◆ TEXT UNDER STUDY:

----

Flow cytometry analysis on whole blood
Blood samples were collected by retro-orbital venipuncture in anesthetized mice using heparinized microcapillary tubes and used for flow cytometric analysis as previously described [23]. Briefly, red blood cells were lysed in lysis buffer (155 mM NH4Cl, 10 mM KHCO3, 5% EDTA pH 7.4) 1∶10 v/v for 10 minutes. White blood cells were washed once with 1% BSA in phosphate buffer and incubated in 1% BSA in PBS with anti-mouse CD16/CD32 (Clone 2.4G2, BD Biosciences, San José, CA, USA) for 15 min, to block Fc receptors and reduce nonspecific binding. Samples were stained with the anti GR-1-APC (Ly-6G/Ly-6C, Clone RB6-8C5, BD Biosciences, Mountain View, CA), CD11b APC-Cy7 (Clone M1/70, BD Biosciences), CD8a PerCP-Cy5.5 (Clone 53-6.7, eBioscience, San Diego, CA USA), CD4 PE-Cy7 (Clone GK1.5, eBioscience), CD3 APC (Clone 17A2, eBioscience), CD45R/B220 APC-Cy7 (Clone RA3-6B2, BD Biosciences), F4/80 Pe-Cy7 (Clone BM8, eBioscience). All phenotypic assays of WT and thy1GFP-M samples were performed in parallel. Flow cytometric analysis was performed on a FACS Canto flow cytometer (BD Biosciences) and data were analyzed by FlowJo software version 7.6.4 (Tree Star, Ashland, OR, USA). Different cell populations were clustered according to the presence and intensity of cell surface epitope markers [23]–[25]. Debris and doublets were excluded from the analysis based on the Side/Forward light scattering plot and FSC-H/FSC-A plot respectively (data not shown). GFP+ cells were arbitrarily set up to about 0.1% of the highest negative control and then applied to all the other samples, to include the vast majority of GFP+ cells in thy1GFP-M blood. Single stains were used as compensation controls.

----

◆ INSTRUCTIONS TO FOLLOW:
Answer these questions from the flow cytometry text:
1. How long were red blood cells lysed in lysis buffer?
2. Which antibody was used to block Fc receptors, and for how long were the cells incubated with it?
3. Which plot was used to exclude doublets from the analysis?

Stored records
----

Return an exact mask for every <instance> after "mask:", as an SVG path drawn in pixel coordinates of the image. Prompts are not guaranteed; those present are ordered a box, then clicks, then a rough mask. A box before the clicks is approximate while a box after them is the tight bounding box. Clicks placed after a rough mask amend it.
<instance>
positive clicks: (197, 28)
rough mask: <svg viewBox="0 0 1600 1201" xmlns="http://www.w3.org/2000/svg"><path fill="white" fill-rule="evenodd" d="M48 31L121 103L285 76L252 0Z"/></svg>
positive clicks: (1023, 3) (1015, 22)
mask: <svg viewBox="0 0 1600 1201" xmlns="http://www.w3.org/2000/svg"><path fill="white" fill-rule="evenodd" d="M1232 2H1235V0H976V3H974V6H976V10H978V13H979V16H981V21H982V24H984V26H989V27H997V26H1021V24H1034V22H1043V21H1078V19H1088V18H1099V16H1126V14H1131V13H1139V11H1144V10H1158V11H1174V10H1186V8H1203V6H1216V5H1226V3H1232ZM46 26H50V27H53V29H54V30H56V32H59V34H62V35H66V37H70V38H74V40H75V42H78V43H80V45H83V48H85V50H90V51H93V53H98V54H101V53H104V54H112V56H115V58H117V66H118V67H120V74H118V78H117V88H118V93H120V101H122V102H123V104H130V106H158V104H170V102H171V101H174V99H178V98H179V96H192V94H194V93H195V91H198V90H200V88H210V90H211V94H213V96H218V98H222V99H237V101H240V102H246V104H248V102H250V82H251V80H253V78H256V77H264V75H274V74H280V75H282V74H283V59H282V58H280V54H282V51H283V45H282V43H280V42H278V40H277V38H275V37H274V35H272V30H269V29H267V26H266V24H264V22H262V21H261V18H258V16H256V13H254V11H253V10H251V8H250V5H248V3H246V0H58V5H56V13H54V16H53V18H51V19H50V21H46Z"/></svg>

----

◆ ANSWER SECTION:
1. 10 minutes.
2. Anti-mouse CD16/CD32 (Clone 2.4G2, BD Biosciences), for 15 min.
3. The FSC-H/FSC-A plot.